*** Opening Information shown ***
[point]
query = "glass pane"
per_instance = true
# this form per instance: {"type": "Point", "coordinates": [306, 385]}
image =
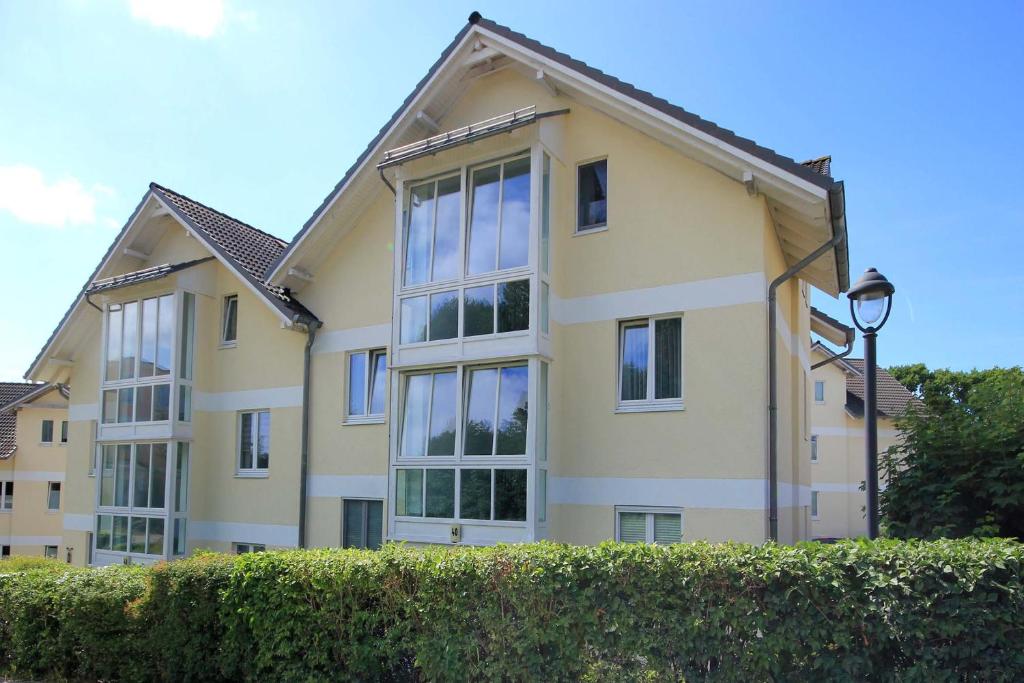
*** Closing Information shown ***
### Action item
Please print exactly the lines running from the line with "# this form" through the final line of the material, and nothing more. Keep pictures out.

### Response area
# this form per instance: {"type": "Point", "coordinates": [306, 385]}
image =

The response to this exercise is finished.